··· Dataset records ···

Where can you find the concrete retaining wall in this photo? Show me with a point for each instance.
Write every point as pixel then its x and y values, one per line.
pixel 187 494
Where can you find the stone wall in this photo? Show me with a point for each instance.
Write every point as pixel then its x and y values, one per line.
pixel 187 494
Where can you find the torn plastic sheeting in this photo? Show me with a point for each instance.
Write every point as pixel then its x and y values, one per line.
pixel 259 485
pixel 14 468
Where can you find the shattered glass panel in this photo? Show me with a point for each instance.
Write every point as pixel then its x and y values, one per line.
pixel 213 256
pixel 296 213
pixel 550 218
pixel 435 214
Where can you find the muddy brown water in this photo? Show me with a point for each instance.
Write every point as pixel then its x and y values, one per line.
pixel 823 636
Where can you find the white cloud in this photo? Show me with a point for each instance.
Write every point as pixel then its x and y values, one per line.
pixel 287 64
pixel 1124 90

···

From the records above, return each line that includes "wall".

Where can you find the concrete retaining wall in this photo? Show me with a point for each instance.
Where can you find the stone wall in this photo? Show me with a point for each instance.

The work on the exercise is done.